- _Work required_:
The records follow. Give them all back exactly.

Stored data:
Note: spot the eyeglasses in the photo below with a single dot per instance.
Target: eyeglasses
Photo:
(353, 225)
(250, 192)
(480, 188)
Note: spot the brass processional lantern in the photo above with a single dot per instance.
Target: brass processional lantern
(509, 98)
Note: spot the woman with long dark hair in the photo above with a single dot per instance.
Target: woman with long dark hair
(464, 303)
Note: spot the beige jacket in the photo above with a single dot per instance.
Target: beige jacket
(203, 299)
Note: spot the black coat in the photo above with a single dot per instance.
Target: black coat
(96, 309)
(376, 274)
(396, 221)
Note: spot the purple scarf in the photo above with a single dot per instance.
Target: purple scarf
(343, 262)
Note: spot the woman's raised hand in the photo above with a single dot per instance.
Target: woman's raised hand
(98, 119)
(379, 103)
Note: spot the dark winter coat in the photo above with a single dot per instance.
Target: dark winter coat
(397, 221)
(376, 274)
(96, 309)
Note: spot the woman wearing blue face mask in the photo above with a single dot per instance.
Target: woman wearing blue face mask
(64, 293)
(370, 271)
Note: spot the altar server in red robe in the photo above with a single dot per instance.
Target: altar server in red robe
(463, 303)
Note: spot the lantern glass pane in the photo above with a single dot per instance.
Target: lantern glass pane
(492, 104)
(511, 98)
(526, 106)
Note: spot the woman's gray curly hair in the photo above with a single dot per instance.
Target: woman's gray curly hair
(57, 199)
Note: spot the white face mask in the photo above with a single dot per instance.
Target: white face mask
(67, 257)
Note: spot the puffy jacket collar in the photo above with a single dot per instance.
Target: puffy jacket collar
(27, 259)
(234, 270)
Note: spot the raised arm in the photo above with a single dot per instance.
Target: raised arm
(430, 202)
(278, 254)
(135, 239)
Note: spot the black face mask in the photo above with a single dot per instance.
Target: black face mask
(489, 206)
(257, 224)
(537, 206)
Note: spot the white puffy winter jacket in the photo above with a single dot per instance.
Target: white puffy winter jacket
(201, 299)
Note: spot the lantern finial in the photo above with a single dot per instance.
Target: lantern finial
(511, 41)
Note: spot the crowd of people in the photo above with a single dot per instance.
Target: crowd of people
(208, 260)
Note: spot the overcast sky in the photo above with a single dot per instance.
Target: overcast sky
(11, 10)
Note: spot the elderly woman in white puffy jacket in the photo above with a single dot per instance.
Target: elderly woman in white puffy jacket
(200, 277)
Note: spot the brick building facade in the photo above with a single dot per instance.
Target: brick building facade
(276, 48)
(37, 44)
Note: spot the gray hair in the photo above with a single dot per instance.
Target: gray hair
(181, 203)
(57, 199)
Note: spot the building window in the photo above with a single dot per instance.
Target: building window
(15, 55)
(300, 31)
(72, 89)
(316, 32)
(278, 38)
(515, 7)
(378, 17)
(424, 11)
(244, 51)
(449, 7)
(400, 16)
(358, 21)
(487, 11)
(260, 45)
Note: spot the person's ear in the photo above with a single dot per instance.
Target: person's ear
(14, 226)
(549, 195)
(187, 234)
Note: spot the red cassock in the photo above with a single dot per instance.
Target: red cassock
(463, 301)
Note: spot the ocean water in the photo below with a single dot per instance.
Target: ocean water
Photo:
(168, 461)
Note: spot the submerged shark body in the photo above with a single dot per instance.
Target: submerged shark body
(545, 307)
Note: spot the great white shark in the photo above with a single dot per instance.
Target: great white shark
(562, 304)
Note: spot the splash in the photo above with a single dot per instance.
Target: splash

- _Task result_:
Note: spot the eyeglasses in the photo below with a single dot per instance.
Target: eyeglasses
Photo:
(353, 225)
(250, 192)
(480, 188)
Note: spot the brass processional lantern in the photo above with a single dot per instance.
Target: brass processional lantern
(509, 98)
Note: spot the woman with long dark hair in the photo above with a single dot per instance.
Target: woman with long dark hair
(464, 303)
Note: spot the beige jacket in the photo above with a single dot per instance.
Target: beige jacket
(203, 299)
Note: spot the black coat in the photo above with a single dot per instance.
Target: black coat
(96, 309)
(376, 274)
(396, 221)
Note: spot the purple scarf in the photo above with a single dot per instance.
Target: purple scarf
(343, 262)
Note: spot the woman's raised hand in the photo above with a single dot per instance.
Target: woman's raised hand
(98, 119)
(379, 103)
Note: spot the dark winter coat in the photo above with a single dot per instance.
Target: dark winter coat
(397, 221)
(376, 274)
(96, 309)
Note: spot the woman wearing blue face mask in the photo above with a single dot per instance.
Target: woman wearing blue face mask
(64, 293)
(370, 271)
Note: spot the altar server in red robe in the photo above with a single dot per instance.
Target: altar server in red robe
(463, 303)
Note: spot the lantern glass pane in the photo above with a single dot per instance.
Target: lantern glass pane
(492, 104)
(511, 98)
(526, 106)
Note: spot the woman's gray curly hair in the photo above with a single dot per instance.
Target: woman's gray curly hair
(57, 199)
Note: spot the white face mask in the photo above with a single dot per instance.
Target: white face mask
(67, 257)
Note: spot the puffy jacket collar in the photo above with a single dot per instance.
Target: puffy jacket collar
(27, 259)
(234, 270)
Note: spot the raised arm in the photo above with a single dot per instance.
Target: raised arm
(430, 202)
(278, 254)
(135, 239)
Note: spot the black face mask in the photo above with a single dot per instance.
Target: black face mask
(489, 206)
(257, 224)
(537, 206)
Note: spot the white puffy winter jacket in the photo above with a single dot per instance.
Target: white puffy winter jacket
(201, 299)
Note: spot the lantern finial in the photo above with a single dot per instance.
Target: lantern finial
(511, 41)
Note: spot the crowd of people in the photo above with a single dot per instance.
Target: crowd of people
(208, 260)
Note: spot the overcast sky in the photo above with a single dot per instance.
Target: overcast sky
(11, 10)
Note: spot the elderly woman in white puffy jacket in the photo above with a single dot per instance.
Target: elderly woman in white puffy jacket
(200, 277)
Note: spot the brick building facade in the photo above with a single dot per instance.
Target: brick building facade
(276, 48)
(37, 44)
Note: spot the gray hair in the photo above with a single dot per instance.
Target: gray hair
(181, 203)
(57, 199)
Note: spot the building window in the photo above with a single dot per instance.
Target: building window
(15, 55)
(300, 31)
(72, 89)
(316, 32)
(278, 38)
(515, 7)
(378, 17)
(424, 11)
(244, 51)
(449, 7)
(400, 16)
(358, 21)
(487, 11)
(260, 45)
Note: spot the person's ear in the photo above with a single dot per instance.
Target: person's ear
(14, 226)
(549, 195)
(187, 234)
Note: spot the red cassock in the photo above with a single dot per instance.
Target: red cassock
(463, 301)
Note: spot the ocean water in the photo below with a single dot per instance.
Target: ocean water
Photo:
(168, 461)
Note: spot the submerged shark body in the photo above with a single dot per instance.
Target: submerged shark body
(545, 307)
Note: spot the great white shark in the photo above with a single dot per instance.
Target: great white shark
(562, 304)
Note: spot the splash in the photo above with a single dot per instance.
Target: splash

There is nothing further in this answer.